─── PROVIDED INFORMATION ───

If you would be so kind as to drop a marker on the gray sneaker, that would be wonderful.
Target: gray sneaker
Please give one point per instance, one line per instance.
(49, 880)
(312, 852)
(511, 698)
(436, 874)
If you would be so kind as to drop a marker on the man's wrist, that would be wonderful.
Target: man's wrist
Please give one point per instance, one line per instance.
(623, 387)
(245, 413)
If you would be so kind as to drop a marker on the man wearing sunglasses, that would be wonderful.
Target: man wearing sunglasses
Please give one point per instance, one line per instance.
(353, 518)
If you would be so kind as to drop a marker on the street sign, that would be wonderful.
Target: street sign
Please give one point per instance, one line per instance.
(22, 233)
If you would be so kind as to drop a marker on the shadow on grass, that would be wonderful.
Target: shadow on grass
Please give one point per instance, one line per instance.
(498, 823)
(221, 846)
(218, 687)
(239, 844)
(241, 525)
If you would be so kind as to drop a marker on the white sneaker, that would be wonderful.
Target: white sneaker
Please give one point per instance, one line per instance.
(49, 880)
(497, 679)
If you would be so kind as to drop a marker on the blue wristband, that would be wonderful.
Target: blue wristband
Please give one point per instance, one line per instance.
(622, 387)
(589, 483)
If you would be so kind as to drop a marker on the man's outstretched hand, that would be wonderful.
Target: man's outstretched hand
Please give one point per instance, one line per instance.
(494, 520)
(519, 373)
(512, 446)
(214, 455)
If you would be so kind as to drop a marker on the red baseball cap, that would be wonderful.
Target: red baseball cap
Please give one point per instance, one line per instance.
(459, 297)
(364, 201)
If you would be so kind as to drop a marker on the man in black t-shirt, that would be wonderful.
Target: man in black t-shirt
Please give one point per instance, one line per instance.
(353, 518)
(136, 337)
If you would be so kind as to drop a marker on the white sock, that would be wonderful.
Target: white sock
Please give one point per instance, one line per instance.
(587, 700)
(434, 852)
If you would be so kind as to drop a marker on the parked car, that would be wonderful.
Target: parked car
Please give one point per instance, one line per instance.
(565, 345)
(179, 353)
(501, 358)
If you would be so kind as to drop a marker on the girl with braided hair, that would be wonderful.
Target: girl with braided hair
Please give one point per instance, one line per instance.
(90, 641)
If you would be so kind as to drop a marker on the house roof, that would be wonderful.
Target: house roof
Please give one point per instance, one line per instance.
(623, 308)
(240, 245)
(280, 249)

───

TASK INSTRUCTIONS: Write out the records shown above, exactly as they appear.

SOLUTION:
If you would be so kind as to drop a marker on the gray sneaker, that would be wonderful.
Target: gray sneaker
Please give one point per instance, one line per instance.
(49, 880)
(312, 852)
(511, 698)
(436, 874)
If you would be so kind as to drop a marker on the man's wrist, that would be wonderful.
Target: man's wrist
Please give one point per instance, one line per instance.
(623, 387)
(245, 413)
If you would be so kind as to drop a marker on the man wearing sunglasses, that would be wonderful.
Target: man wearing sunglasses
Please give one point per instance, one line per instance.
(353, 518)
If you would be so kind as to drop a marker on the street sign, that would be wonderful.
Target: street sign
Please give one point per instance, one line per instance.
(22, 233)
If you would be so kind as to drop a marker on the shadow on grass, that would be wonderful.
Target: shadow on grass
Please give one point per instance, one line per instance.
(498, 823)
(221, 846)
(218, 687)
(239, 844)
(241, 525)
If you would be so kind as to drop a marker on the white sneaker, that would be wonderful.
Target: white sneaker
Please give one point per instance, one line per instance.
(49, 880)
(497, 679)
If you would be so kind as to drop a marker on the blue wristband, that would be wonderful.
Target: blue wristband
Please give one point per instance, one line per instance.
(622, 387)
(589, 483)
If you would be so kind as to drop a marker on the man's outstretched hand, that would be wonderful.
Target: man's outstretched hand
Please give one point per instance, one line per instance.
(494, 520)
(519, 373)
(512, 446)
(214, 455)
If you would be so kind as to drop a marker on the red baseball cap, that would be wonderful.
Target: red baseball cap
Please give one point per instance, one line per instance.
(459, 297)
(364, 201)
If you would be so kind as to drop a marker on the man in black t-shirt, that would be wonderful.
Target: man in black t-shirt
Please give one point per instance, one line per instance.
(353, 518)
(136, 337)
If you would be so kind as to drop a marker on the white sock, that would be wonderful.
Target: white sock
Please give one point per instance, one line per instance.
(587, 700)
(434, 852)
If you would be so kind as to drop a marker on the parked car, that would be wonderful.
Target: parked car
Please give one point per instance, one line per instance.
(565, 345)
(179, 353)
(501, 358)
If you would be so kind as to drop a marker on the girl with braided hair, that would be wonderful.
Target: girl with braided hair
Please give one point per instance, one line per instance.
(90, 641)
If you would be so kind as to drop a marker on the house roof, that would be wonderful.
Target: house roof
Please give one point per instance, one line per instance.
(623, 308)
(240, 245)
(280, 249)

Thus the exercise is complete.